• **INSTRUCTIONS FOR THE TASK**
Repeat the material exactly, leaving no line out.

• **EXTRACTED DATA**
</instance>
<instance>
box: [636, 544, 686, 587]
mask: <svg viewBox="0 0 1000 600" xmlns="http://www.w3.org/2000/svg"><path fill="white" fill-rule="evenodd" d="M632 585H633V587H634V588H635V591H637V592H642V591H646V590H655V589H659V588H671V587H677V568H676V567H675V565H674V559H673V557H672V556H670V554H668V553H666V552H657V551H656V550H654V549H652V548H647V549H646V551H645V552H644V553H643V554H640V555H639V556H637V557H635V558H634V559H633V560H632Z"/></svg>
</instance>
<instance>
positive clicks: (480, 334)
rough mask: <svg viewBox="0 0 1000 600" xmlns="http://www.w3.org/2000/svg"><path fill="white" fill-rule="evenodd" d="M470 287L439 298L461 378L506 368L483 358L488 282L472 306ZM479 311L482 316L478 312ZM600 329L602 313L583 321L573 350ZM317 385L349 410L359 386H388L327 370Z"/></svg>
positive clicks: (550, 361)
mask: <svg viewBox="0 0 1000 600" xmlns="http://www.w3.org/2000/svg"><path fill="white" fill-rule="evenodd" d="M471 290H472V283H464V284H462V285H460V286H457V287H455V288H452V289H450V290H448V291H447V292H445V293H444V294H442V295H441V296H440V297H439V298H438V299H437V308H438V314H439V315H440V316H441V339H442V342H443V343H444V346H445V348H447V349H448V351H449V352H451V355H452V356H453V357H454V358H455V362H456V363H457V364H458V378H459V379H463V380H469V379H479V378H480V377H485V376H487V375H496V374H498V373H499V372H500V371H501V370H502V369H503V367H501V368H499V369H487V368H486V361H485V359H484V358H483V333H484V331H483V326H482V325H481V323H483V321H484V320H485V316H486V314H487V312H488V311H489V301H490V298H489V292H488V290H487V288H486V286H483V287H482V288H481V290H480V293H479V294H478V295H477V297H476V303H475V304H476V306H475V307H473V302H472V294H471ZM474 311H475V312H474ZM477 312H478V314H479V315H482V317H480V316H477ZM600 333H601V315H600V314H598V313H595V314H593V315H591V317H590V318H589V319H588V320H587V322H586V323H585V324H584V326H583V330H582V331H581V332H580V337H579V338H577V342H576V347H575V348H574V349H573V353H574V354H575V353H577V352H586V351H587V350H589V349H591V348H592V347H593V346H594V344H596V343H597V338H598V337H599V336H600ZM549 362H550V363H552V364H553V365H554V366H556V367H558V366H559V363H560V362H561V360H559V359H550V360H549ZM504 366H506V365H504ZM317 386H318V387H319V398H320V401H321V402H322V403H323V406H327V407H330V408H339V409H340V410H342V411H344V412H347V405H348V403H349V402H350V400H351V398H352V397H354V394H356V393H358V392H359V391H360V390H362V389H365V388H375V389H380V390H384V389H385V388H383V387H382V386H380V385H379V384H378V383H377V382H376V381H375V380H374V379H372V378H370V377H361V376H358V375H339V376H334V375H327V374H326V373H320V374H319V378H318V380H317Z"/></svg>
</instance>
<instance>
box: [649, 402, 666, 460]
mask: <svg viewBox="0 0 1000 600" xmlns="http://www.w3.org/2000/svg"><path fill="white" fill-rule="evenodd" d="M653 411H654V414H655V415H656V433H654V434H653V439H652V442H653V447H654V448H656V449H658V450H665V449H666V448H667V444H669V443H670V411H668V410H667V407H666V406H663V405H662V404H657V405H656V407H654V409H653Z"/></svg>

• **ANSWER SPACE**
</instance>
<instance>
box: [636, 544, 686, 587]
mask: <svg viewBox="0 0 1000 600" xmlns="http://www.w3.org/2000/svg"><path fill="white" fill-rule="evenodd" d="M632 585H633V587H634V588H635V591H637V592H642V591H646V590H655V589H659V588H671V587H677V568H676V567H675V565H674V559H673V557H672V556H670V554H668V553H666V552H657V551H656V550H654V549H652V548H647V549H646V551H645V552H644V553H643V554H640V555H639V556H637V557H635V558H634V559H633V560H632Z"/></svg>
</instance>
<instance>
positive clicks: (480, 334)
rough mask: <svg viewBox="0 0 1000 600" xmlns="http://www.w3.org/2000/svg"><path fill="white" fill-rule="evenodd" d="M470 287L439 298L461 378L506 368L483 358L488 282L472 306ZM479 311L482 316L478 312ZM600 329L602 313L583 321L573 350ZM317 385L349 410L359 386H388L327 370Z"/></svg>
positive clicks: (550, 361)
mask: <svg viewBox="0 0 1000 600" xmlns="http://www.w3.org/2000/svg"><path fill="white" fill-rule="evenodd" d="M471 290H472V283H464V284H462V285H460V286H457V287H455V288H452V289H450V290H448V291H447V292H445V293H444V294H442V295H441V296H440V297H439V298H438V299H437V308H438V314H439V315H440V316H441V339H442V342H443V343H444V346H445V348H447V349H448V351H449V352H451V355H452V356H453V357H454V358H455V362H456V363H457V364H458V378H459V379H463V380H469V379H479V378H480V377H485V376H487V375H496V374H498V373H499V372H500V371H501V370H502V369H503V367H501V368H499V369H487V368H486V361H485V359H484V358H483V333H484V331H483V326H482V325H481V323H483V321H484V320H485V316H486V314H487V312H488V311H489V301H490V298H489V292H488V290H487V288H486V286H483V287H482V288H481V290H480V293H479V294H478V295H477V297H476V303H475V304H476V306H475V307H473V302H472V294H471ZM474 311H475V312H474ZM477 312H478V314H479V315H482V317H480V316H477ZM600 333H601V315H600V314H598V313H595V314H593V315H591V317H590V318H589V319H588V320H587V322H586V323H585V324H584V326H583V330H582V331H581V332H580V337H579V338H577V342H576V347H575V348H574V349H573V353H574V354H575V353H577V352H586V351H587V350H589V349H591V348H592V347H593V346H594V344H596V343H597V338H598V337H599V336H600ZM549 362H550V363H552V364H553V365H554V366H556V367H558V366H559V363H560V362H561V360H559V359H550V360H549ZM504 366H506V365H504ZM317 386H318V387H319V398H320V401H321V402H322V403H323V406H327V407H330V408H339V409H340V410H342V411H344V412H347V405H348V403H349V402H350V400H351V398H352V397H354V394H356V393H358V392H359V391H360V390H362V389H365V388H375V389H380V390H384V389H385V388H383V387H382V386H380V385H379V384H378V383H377V382H376V381H375V380H374V379H372V378H370V377H361V376H358V375H339V376H334V375H327V374H326V373H320V374H319V378H318V380H317Z"/></svg>
</instance>
<instance>
box: [649, 402, 666, 460]
mask: <svg viewBox="0 0 1000 600" xmlns="http://www.w3.org/2000/svg"><path fill="white" fill-rule="evenodd" d="M653 411H654V414H655V415H656V433H654V434H653V439H652V442H653V447H654V448H656V449H658V450H665V449H666V448H667V444H669V443H670V411H668V410H667V407H666V406H663V405H662V404H657V405H656V407H654V409H653Z"/></svg>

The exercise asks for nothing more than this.